Revise everything from the line containing "Practice problem: Given the photograph, find the deep" down to the line containing "[122,480,688,827]", with "deep blue water" changed to "dark blue water" and nothing else altered.

Source material:
┄┄┄┄┄┄┄┄┄┄

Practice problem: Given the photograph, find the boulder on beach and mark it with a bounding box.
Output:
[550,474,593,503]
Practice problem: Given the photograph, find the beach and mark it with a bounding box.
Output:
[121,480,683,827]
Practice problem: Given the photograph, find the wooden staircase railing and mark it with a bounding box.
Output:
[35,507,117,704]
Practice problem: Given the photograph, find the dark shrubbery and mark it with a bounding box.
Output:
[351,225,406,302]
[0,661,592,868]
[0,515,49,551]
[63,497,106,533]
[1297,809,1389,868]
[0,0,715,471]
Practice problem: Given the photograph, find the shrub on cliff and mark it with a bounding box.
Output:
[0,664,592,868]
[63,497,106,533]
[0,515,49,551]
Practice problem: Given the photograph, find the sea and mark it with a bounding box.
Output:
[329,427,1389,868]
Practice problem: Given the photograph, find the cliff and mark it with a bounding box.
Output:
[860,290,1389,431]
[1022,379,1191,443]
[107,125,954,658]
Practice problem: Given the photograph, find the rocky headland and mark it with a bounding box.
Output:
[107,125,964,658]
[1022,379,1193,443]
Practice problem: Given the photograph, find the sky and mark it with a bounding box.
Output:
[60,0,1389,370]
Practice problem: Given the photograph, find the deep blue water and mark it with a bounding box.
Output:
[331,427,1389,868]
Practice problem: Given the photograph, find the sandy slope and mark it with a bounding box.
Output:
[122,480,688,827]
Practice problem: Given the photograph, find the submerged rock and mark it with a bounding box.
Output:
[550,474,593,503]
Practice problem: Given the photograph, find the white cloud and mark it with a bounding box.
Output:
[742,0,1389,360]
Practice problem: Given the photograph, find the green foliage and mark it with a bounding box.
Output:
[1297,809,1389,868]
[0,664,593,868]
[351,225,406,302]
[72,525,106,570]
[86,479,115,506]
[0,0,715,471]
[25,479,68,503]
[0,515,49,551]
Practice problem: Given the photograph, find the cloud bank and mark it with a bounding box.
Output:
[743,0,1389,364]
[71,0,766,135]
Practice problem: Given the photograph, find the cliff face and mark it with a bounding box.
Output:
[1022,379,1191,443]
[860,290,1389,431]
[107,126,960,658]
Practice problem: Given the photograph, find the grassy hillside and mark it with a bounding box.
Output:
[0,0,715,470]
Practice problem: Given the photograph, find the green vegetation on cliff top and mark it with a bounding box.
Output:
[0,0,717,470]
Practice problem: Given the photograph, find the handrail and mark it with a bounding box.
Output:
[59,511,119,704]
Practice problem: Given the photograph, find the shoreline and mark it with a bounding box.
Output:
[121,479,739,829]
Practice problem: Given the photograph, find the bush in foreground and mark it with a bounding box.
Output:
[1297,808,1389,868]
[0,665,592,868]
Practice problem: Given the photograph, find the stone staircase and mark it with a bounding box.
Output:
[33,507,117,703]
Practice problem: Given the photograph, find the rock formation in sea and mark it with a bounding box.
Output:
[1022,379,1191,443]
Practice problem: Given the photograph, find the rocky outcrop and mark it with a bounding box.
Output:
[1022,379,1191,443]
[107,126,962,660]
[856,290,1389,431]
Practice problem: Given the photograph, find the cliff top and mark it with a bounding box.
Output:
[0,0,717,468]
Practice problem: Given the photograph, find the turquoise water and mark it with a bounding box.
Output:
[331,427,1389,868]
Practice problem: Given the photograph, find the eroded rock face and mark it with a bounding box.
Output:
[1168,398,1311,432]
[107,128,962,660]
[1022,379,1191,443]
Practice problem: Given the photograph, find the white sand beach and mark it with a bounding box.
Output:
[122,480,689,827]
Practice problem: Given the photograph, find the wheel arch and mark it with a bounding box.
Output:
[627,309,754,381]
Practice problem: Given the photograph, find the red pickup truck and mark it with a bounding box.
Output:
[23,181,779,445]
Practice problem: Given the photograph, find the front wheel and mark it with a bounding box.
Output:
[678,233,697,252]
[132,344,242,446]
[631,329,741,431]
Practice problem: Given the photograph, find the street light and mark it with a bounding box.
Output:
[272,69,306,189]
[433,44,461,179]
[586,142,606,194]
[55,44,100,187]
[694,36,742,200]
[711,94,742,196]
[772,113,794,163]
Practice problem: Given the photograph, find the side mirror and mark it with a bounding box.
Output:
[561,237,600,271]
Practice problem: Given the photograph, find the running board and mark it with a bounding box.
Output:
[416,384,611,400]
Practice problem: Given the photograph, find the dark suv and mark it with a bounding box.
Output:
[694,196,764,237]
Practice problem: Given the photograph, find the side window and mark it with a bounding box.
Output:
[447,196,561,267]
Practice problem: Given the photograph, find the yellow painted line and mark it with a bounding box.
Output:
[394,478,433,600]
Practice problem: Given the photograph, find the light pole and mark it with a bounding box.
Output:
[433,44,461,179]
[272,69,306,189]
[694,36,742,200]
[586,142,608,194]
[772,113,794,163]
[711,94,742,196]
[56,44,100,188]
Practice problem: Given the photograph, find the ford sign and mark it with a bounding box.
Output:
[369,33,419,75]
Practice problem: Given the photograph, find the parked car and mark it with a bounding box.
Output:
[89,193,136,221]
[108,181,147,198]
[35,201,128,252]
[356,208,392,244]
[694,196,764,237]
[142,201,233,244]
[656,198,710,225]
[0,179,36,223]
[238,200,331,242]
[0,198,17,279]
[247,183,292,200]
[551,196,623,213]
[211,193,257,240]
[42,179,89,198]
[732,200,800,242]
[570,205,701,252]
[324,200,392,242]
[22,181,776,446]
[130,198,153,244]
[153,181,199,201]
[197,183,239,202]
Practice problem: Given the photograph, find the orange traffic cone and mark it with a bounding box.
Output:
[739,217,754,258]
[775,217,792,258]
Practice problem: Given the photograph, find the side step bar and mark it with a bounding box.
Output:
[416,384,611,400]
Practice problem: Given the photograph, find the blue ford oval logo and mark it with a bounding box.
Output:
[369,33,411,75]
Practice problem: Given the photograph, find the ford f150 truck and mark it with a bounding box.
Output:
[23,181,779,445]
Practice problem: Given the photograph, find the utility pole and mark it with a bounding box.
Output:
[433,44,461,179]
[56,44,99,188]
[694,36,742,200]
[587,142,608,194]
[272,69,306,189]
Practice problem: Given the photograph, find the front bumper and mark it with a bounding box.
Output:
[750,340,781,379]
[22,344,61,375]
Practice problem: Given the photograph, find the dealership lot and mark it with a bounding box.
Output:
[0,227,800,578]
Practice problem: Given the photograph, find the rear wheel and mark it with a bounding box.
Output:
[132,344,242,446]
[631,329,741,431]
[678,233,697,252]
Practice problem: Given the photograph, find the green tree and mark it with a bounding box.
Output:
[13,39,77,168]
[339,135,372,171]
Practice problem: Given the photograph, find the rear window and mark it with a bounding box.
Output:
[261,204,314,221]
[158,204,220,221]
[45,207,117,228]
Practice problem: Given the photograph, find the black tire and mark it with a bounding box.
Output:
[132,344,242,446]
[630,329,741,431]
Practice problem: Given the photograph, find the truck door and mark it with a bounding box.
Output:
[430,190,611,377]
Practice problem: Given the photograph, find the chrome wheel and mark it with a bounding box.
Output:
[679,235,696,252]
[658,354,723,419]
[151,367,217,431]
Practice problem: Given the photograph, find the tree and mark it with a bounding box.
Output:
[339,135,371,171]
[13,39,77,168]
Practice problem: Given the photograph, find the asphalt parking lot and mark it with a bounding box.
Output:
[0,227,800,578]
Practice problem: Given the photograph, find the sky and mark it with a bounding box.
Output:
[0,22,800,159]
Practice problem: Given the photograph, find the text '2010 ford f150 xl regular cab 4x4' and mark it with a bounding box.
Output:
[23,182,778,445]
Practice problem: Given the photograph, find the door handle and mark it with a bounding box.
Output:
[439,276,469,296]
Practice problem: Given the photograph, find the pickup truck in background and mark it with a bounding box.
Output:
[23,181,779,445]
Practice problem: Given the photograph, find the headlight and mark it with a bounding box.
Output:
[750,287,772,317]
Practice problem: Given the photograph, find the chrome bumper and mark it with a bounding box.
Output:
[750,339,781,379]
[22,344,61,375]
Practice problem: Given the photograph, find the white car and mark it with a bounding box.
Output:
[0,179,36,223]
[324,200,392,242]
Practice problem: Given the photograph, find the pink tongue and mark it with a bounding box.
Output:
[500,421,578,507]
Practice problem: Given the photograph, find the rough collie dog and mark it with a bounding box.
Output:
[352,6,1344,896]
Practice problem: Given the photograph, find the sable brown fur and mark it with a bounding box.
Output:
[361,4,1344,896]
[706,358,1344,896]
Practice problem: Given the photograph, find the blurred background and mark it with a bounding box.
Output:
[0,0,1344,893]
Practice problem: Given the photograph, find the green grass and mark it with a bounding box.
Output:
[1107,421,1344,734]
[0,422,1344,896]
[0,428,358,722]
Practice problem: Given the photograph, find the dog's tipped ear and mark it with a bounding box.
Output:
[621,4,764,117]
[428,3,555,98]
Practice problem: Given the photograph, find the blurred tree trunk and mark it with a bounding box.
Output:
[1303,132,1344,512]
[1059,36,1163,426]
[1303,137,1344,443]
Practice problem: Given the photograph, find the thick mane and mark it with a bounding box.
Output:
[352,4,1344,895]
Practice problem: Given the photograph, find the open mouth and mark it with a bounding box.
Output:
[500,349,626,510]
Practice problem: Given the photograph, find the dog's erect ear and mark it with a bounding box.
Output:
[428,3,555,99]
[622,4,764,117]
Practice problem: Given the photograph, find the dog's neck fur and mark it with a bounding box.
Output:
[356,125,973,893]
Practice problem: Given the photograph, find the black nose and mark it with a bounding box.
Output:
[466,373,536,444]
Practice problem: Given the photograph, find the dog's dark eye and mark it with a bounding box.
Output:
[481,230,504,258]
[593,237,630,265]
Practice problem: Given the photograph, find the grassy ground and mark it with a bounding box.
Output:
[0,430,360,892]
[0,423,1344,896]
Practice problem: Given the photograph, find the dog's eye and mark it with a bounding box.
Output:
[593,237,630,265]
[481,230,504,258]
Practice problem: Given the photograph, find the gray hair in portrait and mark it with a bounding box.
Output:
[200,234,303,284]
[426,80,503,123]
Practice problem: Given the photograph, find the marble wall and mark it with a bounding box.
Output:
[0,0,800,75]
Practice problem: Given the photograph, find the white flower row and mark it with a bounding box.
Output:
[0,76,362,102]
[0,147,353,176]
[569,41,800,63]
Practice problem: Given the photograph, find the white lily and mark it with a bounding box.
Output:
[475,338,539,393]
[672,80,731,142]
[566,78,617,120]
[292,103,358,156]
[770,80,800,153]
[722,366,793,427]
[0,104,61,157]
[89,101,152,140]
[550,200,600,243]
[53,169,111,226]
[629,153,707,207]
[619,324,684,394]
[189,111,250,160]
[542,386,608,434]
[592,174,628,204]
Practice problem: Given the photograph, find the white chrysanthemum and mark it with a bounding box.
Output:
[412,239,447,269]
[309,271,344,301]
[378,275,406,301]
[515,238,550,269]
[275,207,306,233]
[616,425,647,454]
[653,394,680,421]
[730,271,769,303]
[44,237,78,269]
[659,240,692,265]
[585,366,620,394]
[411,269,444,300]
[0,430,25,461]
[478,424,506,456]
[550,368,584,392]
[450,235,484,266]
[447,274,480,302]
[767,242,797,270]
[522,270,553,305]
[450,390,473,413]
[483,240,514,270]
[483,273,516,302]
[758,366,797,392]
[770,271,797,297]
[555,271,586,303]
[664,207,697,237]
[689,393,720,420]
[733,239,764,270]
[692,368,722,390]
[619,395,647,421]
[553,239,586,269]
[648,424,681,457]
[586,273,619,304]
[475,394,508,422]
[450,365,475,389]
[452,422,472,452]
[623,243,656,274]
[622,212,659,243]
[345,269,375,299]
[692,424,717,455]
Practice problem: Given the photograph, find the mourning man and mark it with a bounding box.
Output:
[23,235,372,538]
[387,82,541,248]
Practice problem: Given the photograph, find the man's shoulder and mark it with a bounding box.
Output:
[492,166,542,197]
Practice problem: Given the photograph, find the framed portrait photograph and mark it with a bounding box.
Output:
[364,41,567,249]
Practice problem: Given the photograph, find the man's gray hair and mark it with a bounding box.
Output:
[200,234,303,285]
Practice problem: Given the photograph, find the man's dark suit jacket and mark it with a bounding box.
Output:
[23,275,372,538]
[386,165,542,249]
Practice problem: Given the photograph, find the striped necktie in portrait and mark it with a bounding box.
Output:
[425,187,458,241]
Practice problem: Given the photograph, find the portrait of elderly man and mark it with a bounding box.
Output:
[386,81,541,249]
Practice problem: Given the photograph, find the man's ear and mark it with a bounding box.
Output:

┄┄┄┄┄┄┄┄┄┄

Answer to the task:
Practice problem: Given the photograph, find the dark blue water and mark it with a bounding box.
Output:
[331,427,1389,868]
Practice problem: Given the photograph, find the sandy slope and mark it with a bounding box.
Output:
[122,480,688,827]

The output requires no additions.